_EXERCISE DIRECTIONS_
Could you recast the rows below, from the line with "Would you mind marking the beige" through the end of the rows, as a two-column CSV with the headers request and points? Each row should hold one request and its answer, each in a single quoted field with line breaks changed to spaces.

(Coordinate annotation rows)

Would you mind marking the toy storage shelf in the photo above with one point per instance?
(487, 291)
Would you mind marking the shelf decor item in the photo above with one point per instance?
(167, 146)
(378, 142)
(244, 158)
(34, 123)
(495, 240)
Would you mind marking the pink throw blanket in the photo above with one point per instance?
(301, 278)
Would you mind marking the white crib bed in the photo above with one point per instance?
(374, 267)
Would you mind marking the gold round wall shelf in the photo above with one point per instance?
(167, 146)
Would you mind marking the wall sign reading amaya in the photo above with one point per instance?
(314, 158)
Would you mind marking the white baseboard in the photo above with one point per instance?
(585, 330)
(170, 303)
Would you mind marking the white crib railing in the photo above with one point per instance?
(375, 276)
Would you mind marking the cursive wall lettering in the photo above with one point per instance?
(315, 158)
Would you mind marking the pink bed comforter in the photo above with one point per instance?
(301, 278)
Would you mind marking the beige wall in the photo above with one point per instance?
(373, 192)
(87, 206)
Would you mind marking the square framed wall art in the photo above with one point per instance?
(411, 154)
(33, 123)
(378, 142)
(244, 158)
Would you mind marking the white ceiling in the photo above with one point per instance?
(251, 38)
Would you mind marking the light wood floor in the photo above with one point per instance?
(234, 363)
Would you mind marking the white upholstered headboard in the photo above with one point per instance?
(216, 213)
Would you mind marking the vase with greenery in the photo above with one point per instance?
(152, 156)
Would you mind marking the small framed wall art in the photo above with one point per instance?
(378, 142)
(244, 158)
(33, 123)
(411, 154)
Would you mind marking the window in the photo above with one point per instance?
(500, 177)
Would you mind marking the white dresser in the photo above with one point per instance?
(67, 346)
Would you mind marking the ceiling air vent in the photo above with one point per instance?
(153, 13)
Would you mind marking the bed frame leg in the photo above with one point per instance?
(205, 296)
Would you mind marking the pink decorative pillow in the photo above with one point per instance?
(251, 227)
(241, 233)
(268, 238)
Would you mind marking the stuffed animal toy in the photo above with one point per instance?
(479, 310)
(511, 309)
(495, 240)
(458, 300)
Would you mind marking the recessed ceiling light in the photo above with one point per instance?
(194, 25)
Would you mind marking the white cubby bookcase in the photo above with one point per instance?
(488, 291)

_RESULT BELOW_
request,points
"Would you mind marking the beige wall in the photo above with one point per instance?","(373, 192) (87, 206)"
"Would you mind marking the square framed wall art in the photo above with one point per instance?","(411, 154) (33, 123) (378, 142) (244, 158)"
"Would you mind marking the white ceiling in the photo above with one point per instance?","(251, 38)"
"Would you mind marking the light wood floor in the photo above with one point per instance?","(234, 363)"
"Would you mind marking the white upholstered headboard in the photo above with one point per instance?","(216, 213)"
"Would you mind marking the vase with greenery in the photo above with one point per instance?","(152, 156)"
"Would you mind marking the small framed wall art in the photo above with one point per instance?","(378, 142) (244, 158) (33, 123) (411, 154)"
"Would you mind marking the window in the photo above with one point per instance?","(500, 177)"
"Would you mind marking the white dresser in the photo above with one point per instance?","(67, 346)"
"Would you mind marking the ceiling air vent in the photo above with one point per instance?","(153, 13)"
"Would you mind marking the bed frame leg in the photo above with one point per instance?","(205, 296)"
"Would you mind marking the pink decorative pillow in the photo above with one point per instance?","(251, 227) (241, 233) (268, 238)"
"Would you mind marking the stuffed animal toy in the photo above with one point per instance?","(479, 310) (511, 309) (495, 240) (458, 300)"
"Would you mind marking the recessed ceiling light in the photo above with one point per instance?","(194, 25)"
"Would you mind marking the white cubby bookcase in the photo above with one point per instance?","(488, 291)"